• WHAT IS EXPECTED
Filter the lines below and copy each one that contains the string "shirt". Case counts.

(Extracted data entries)
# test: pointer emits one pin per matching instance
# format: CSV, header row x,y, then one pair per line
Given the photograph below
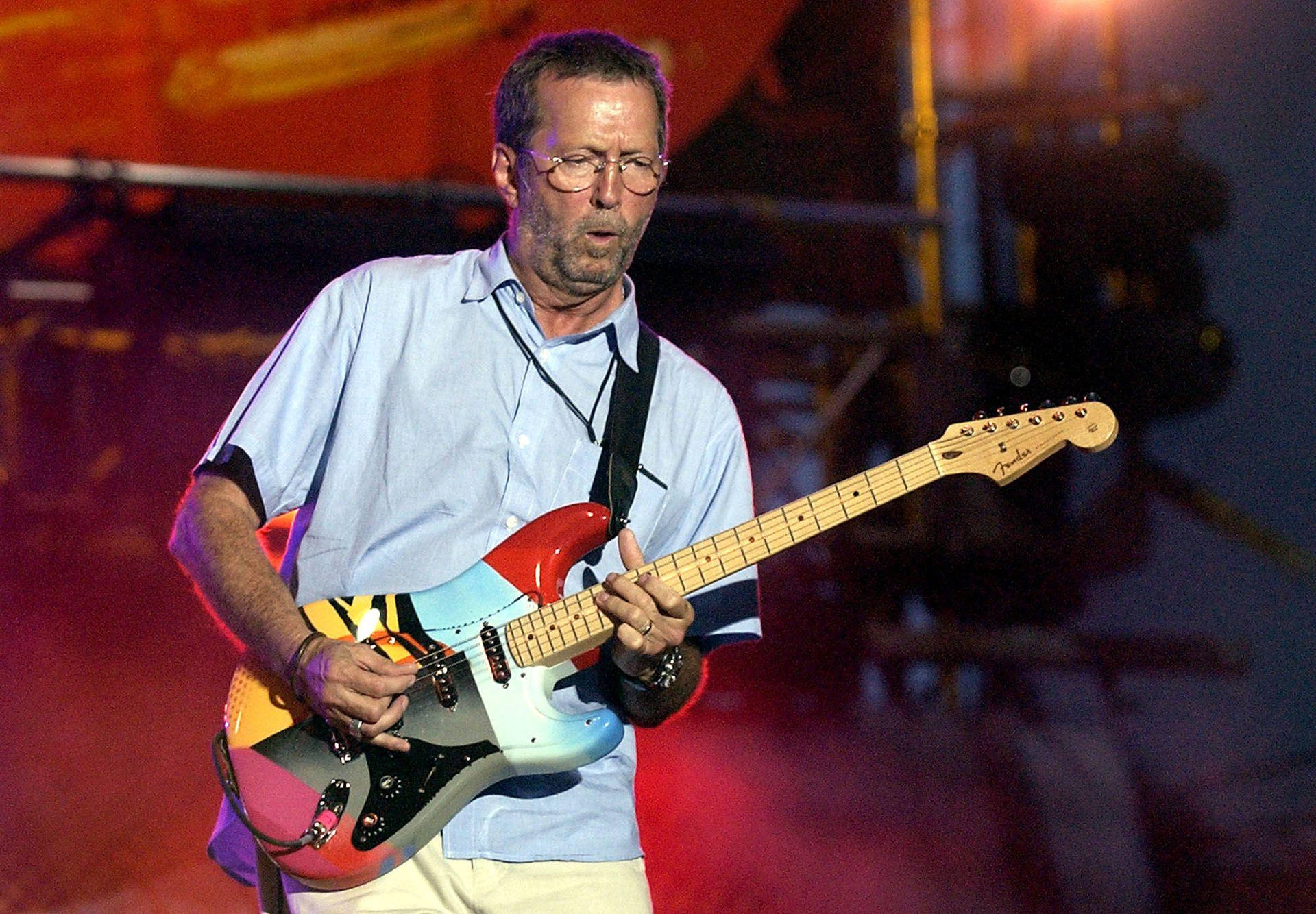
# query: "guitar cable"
x,y
230,784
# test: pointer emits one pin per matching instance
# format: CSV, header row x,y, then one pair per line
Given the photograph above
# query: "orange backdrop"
x,y
373,88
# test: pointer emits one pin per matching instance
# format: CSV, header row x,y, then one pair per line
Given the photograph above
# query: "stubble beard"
x,y
566,260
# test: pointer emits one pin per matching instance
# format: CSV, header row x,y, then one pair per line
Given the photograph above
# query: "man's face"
x,y
581,244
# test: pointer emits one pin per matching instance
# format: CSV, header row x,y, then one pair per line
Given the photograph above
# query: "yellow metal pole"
x,y
923,137
1111,79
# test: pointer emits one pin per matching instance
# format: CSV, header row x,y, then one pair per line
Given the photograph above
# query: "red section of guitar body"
x,y
537,556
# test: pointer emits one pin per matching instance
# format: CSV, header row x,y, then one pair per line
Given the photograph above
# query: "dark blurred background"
x,y
1088,691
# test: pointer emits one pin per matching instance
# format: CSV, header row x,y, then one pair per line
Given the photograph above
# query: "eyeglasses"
x,y
570,174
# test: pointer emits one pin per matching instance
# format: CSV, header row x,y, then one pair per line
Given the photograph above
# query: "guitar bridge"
x,y
324,824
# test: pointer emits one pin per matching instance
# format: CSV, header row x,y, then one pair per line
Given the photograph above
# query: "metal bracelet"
x,y
663,672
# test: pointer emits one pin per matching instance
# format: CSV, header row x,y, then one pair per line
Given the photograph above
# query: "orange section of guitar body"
x,y
260,705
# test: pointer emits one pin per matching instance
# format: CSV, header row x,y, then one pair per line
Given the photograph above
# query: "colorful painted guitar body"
x,y
491,642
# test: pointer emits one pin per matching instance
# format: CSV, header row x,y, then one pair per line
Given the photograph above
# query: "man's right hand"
x,y
345,683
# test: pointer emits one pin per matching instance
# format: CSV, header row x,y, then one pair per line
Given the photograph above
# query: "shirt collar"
x,y
494,270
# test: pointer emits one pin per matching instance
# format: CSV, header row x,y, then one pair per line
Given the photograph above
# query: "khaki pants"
x,y
432,884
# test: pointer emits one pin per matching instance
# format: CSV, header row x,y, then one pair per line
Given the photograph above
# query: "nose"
x,y
607,186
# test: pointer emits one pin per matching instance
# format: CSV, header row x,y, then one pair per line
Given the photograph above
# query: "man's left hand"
x,y
650,616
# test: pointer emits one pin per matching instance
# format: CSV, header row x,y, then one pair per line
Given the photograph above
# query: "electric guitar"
x,y
336,813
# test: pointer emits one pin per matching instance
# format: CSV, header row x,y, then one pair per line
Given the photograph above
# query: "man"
x,y
423,409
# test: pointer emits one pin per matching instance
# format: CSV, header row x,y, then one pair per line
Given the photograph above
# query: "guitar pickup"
x,y
495,655
445,688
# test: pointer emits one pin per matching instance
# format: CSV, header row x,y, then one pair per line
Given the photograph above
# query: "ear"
x,y
504,174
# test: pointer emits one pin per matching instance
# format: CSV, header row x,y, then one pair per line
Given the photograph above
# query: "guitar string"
x,y
779,520
832,513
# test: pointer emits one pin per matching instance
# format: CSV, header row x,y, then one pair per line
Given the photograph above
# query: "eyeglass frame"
x,y
598,170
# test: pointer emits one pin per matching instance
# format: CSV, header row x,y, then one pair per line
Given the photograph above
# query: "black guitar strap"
x,y
628,412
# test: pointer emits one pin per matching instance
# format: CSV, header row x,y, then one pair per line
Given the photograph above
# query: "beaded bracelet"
x,y
294,665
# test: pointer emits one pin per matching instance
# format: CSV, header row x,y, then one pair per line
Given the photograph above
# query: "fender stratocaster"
x,y
491,643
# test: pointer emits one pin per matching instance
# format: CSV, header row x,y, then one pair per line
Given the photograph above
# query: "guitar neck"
x,y
574,625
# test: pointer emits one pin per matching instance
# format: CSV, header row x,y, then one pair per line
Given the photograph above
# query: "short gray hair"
x,y
566,55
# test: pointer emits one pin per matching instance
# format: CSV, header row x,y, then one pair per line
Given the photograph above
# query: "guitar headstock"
x,y
1008,446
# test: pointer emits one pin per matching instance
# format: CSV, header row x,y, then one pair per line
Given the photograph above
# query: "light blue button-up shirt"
x,y
413,434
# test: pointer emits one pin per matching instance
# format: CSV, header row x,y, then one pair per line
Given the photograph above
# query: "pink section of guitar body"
x,y
500,724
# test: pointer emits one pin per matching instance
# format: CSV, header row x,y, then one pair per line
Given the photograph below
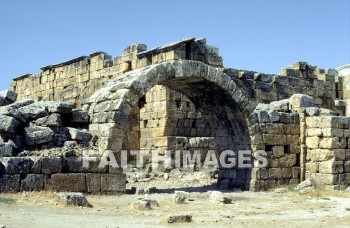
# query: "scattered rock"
x,y
8,124
59,107
35,135
76,199
180,197
145,204
179,218
218,197
280,190
79,135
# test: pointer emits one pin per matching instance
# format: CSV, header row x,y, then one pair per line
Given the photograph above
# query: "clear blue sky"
x,y
260,35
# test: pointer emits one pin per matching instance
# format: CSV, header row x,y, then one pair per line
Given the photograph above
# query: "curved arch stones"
x,y
110,107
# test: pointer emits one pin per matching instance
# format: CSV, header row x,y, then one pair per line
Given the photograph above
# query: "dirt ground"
x,y
249,209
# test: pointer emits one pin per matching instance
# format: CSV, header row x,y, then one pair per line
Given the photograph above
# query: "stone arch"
x,y
214,92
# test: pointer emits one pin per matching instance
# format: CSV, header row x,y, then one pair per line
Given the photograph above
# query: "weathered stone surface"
x,y
179,218
7,97
113,183
76,165
8,124
180,197
16,165
35,110
32,182
93,182
79,117
51,165
301,101
72,182
6,150
219,197
53,120
35,135
145,204
79,135
76,199
10,183
59,107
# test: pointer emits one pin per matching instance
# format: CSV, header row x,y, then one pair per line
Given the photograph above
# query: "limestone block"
x,y
113,183
16,165
278,151
329,143
51,165
35,135
288,160
79,117
59,107
75,165
273,139
93,182
32,182
331,167
10,183
6,149
312,142
275,173
8,124
287,173
35,110
72,182
329,179
300,100
79,135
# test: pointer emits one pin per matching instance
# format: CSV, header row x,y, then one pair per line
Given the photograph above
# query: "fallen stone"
x,y
79,117
7,97
143,204
79,135
10,183
8,124
35,135
218,197
33,182
180,197
6,150
53,120
280,190
76,199
179,218
306,183
16,165
34,111
59,107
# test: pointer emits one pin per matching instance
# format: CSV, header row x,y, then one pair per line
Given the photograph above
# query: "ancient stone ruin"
x,y
175,97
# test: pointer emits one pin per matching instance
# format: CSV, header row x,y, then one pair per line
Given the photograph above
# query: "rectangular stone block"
x,y
16,165
288,161
312,142
287,173
51,165
33,182
71,182
113,183
75,165
329,179
329,167
10,183
272,139
275,173
93,182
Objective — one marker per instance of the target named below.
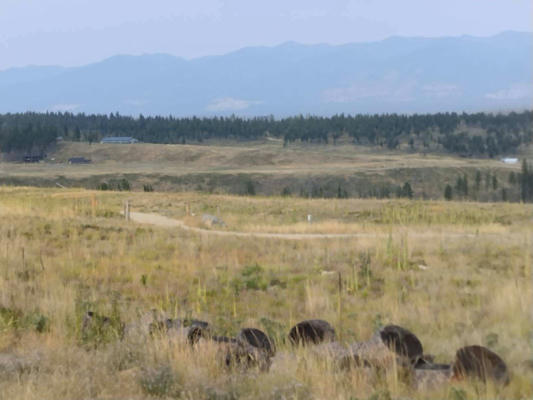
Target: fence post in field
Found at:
(127, 210)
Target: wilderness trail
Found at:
(162, 221)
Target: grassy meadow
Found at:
(453, 273)
(266, 168)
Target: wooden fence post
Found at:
(127, 210)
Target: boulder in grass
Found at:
(313, 331)
(478, 362)
(403, 342)
(391, 344)
(257, 338)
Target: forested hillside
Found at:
(479, 135)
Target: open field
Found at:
(453, 273)
(265, 168)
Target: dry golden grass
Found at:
(62, 252)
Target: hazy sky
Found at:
(75, 32)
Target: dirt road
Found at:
(162, 221)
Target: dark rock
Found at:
(402, 342)
(478, 362)
(312, 331)
(257, 338)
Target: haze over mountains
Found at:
(399, 74)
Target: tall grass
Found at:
(80, 254)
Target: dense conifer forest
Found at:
(478, 135)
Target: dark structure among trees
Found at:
(480, 134)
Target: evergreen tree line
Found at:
(520, 185)
(479, 134)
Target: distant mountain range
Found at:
(399, 74)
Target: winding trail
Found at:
(166, 222)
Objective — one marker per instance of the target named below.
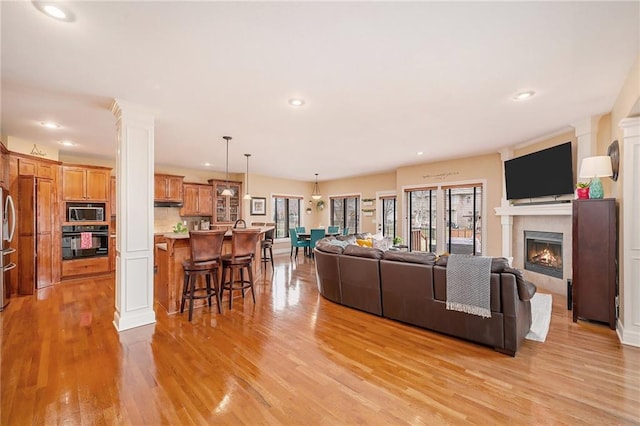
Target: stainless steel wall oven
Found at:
(82, 241)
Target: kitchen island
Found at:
(170, 251)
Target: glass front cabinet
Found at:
(228, 209)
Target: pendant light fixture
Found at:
(246, 195)
(316, 190)
(227, 191)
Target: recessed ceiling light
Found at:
(296, 102)
(524, 95)
(50, 125)
(54, 10)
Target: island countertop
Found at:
(169, 277)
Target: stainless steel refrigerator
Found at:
(7, 230)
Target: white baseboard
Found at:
(628, 336)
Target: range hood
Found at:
(167, 204)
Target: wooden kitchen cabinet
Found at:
(594, 260)
(227, 209)
(82, 183)
(168, 188)
(198, 200)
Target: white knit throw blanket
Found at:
(469, 284)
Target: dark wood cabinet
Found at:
(85, 183)
(167, 188)
(594, 260)
(36, 264)
(227, 209)
(198, 200)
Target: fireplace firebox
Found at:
(543, 253)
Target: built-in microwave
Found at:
(85, 212)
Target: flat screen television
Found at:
(543, 173)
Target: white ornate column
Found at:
(134, 230)
(629, 320)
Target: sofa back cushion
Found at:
(440, 287)
(368, 252)
(410, 257)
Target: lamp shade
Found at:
(599, 166)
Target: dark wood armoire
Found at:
(594, 260)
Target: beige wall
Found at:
(361, 186)
(625, 106)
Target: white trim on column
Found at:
(628, 327)
(134, 227)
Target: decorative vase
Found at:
(583, 193)
(595, 189)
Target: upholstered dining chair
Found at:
(243, 251)
(206, 248)
(316, 235)
(293, 235)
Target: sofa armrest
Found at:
(526, 289)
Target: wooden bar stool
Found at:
(267, 248)
(206, 249)
(243, 250)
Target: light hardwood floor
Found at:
(296, 358)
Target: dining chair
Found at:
(316, 235)
(295, 242)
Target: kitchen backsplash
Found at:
(167, 217)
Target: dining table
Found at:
(306, 236)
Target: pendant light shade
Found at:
(246, 195)
(227, 192)
(316, 190)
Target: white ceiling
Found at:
(381, 81)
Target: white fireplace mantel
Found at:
(558, 209)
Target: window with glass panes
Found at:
(344, 213)
(463, 222)
(389, 216)
(286, 214)
(423, 224)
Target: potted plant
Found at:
(582, 190)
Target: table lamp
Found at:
(595, 168)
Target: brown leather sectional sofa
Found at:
(411, 287)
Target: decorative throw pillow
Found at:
(364, 243)
(382, 243)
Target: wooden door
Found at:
(73, 183)
(97, 185)
(26, 235)
(45, 202)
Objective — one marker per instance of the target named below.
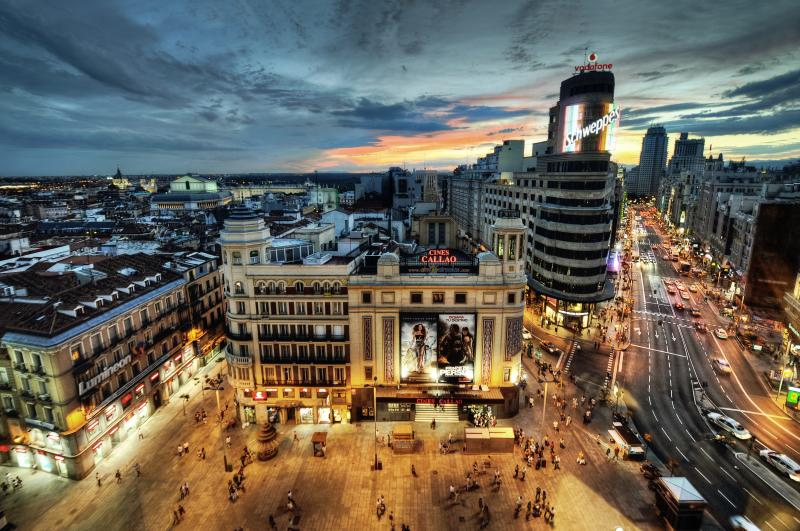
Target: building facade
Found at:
(311, 334)
(92, 355)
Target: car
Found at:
(782, 463)
(728, 424)
(742, 523)
(721, 365)
(551, 348)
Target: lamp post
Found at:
(217, 389)
(375, 418)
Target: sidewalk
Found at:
(339, 491)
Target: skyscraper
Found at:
(652, 163)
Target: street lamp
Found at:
(217, 389)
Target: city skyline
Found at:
(360, 87)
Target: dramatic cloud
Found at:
(297, 85)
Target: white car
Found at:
(742, 523)
(729, 425)
(782, 462)
(721, 365)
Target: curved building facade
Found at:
(574, 193)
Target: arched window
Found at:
(261, 288)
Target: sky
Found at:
(360, 85)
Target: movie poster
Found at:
(456, 348)
(418, 348)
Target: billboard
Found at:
(437, 348)
(587, 127)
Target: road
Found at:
(667, 376)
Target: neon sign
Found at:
(438, 256)
(609, 119)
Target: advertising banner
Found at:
(418, 348)
(456, 350)
(589, 127)
(437, 348)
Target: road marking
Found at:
(727, 499)
(756, 413)
(704, 476)
(657, 350)
(754, 497)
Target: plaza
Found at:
(336, 492)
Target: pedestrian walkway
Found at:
(340, 490)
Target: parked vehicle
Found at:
(721, 366)
(728, 424)
(782, 463)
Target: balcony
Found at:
(238, 336)
(238, 361)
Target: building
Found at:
(568, 203)
(190, 193)
(310, 333)
(652, 163)
(89, 353)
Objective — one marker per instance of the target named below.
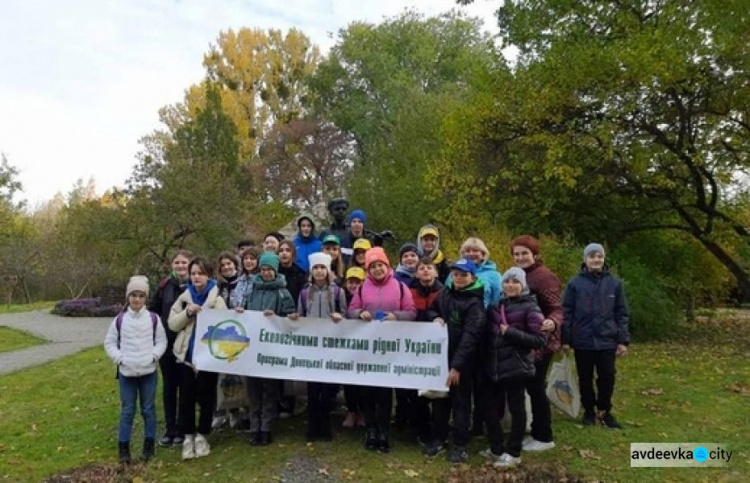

• THE RESPONSE
# query: "shirt collar"
# query: "light blue button-up shirt"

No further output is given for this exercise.